§ **Dataset entries**:
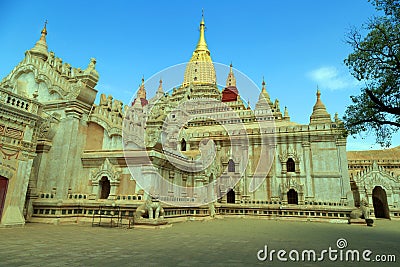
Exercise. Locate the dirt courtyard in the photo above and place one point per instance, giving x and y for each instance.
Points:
(218, 242)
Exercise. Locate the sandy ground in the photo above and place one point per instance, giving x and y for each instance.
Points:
(218, 242)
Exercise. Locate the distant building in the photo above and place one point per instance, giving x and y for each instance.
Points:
(63, 156)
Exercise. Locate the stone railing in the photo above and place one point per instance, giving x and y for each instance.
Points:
(21, 103)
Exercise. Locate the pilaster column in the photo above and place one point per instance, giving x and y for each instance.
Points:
(309, 192)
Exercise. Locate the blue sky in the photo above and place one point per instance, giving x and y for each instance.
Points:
(295, 45)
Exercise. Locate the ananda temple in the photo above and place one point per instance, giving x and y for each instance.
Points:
(196, 150)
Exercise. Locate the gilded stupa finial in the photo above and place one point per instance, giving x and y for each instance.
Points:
(44, 30)
(202, 45)
(142, 91)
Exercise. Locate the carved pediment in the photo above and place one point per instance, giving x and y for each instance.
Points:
(108, 170)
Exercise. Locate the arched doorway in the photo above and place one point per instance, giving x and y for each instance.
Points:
(230, 197)
(3, 192)
(292, 197)
(231, 166)
(290, 165)
(183, 144)
(104, 187)
(379, 199)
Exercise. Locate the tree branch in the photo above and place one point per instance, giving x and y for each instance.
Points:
(382, 106)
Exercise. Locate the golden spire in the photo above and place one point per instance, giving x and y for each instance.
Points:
(200, 69)
(44, 32)
(160, 90)
(201, 44)
(40, 49)
(142, 90)
(319, 115)
(263, 86)
(231, 80)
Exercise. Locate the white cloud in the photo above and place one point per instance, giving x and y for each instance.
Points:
(331, 78)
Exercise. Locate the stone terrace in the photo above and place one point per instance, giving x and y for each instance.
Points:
(219, 242)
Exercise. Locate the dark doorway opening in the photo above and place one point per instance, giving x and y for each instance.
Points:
(230, 197)
(292, 197)
(3, 192)
(379, 199)
(104, 187)
(290, 165)
(231, 166)
(183, 144)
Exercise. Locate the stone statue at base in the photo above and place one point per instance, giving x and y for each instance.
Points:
(362, 213)
(150, 212)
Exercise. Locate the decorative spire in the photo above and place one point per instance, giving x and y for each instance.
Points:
(40, 49)
(200, 69)
(202, 45)
(263, 86)
(286, 114)
(319, 115)
(160, 87)
(231, 80)
(142, 91)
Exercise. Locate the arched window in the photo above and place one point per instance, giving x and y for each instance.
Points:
(231, 166)
(104, 187)
(230, 197)
(292, 197)
(183, 145)
(290, 165)
(3, 192)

§ **Goal of the exercise**: Restate the records above word for word. Skip every picture.

§ **Answer section**:
Exercise. Locate the dirt courtyard in the photo above and place one point per instance, giving x and y for each instance.
Points:
(218, 242)
Exercise. Locate the sandy ground in the photo above and place one point per instance, giving x and y for each instance.
Points:
(218, 242)
Exercise. Locate the distant building in the photo above and place one point per instance, giving x and y for each instance.
Points:
(63, 156)
Exercise. Locate the stone railing in the photo above and place one point per instance, giving x and y for each instance.
Points:
(21, 103)
Exercise. Locate the pilaster column in the photo above and place one point per instance, giving x and y for each instance.
Points:
(309, 192)
Exercise. Locate the blue sky in the photo above and place one point per instance, giving x and y for each instance.
Points:
(295, 45)
Exercise. Locate the ananda temple in the photo above and place one point per instance, giving x and y for each instance.
Points:
(196, 150)
Exercise. Locate the gilded stupa finial in the photo above and place one point per instance, giving x and y for each instance.
Points:
(44, 30)
(202, 45)
(142, 91)
Exercise. Locate the carved pediment in the photo above and place one point per instance, giving x and y for each instance.
Points:
(108, 170)
Exercise. Locate the arched doorway in the photo above and place one point per instance, giving x and y for each instance.
Points:
(230, 197)
(3, 192)
(292, 197)
(231, 166)
(290, 165)
(183, 144)
(104, 187)
(379, 199)
Exercise. Locate the tree branch in the photo above and place one point per instance, giving x and y for each instance.
Points:
(382, 106)
Exercise. Locate the golden spire in the photo above and place one point per instance, giving x and y for each instance.
Points:
(200, 69)
(44, 32)
(160, 90)
(201, 44)
(40, 49)
(142, 90)
(319, 115)
(263, 86)
(231, 80)
Exercise. Locate the white cloud in the photo above and place one point per instance, giving x and y for each instance.
Points:
(331, 78)
Exercise. Locate the stone terrace in the photo above and place one point per instance, giving x and y for each instance.
Points:
(219, 242)
Exercise. Locate the dark doorway opening in the photo above and place one point per instance, giving x and y for each instance.
Points:
(230, 197)
(292, 197)
(3, 192)
(379, 199)
(104, 187)
(290, 165)
(231, 166)
(183, 144)
Exercise. Locate the stone statue at base in the photo above and place one point per instance, giving x and y for each instance.
Points:
(362, 213)
(150, 212)
Exercise. Locate the decorative spire in the photo above and place one point per instance, giving x and y for each instance.
Points:
(40, 49)
(200, 69)
(202, 45)
(263, 86)
(286, 114)
(319, 115)
(160, 87)
(231, 80)
(142, 91)
Exercise. Locate the arched window in the photo above and place one point per instance, giving x and y for each instance.
Points:
(231, 166)
(104, 187)
(230, 197)
(292, 197)
(183, 145)
(290, 165)
(3, 192)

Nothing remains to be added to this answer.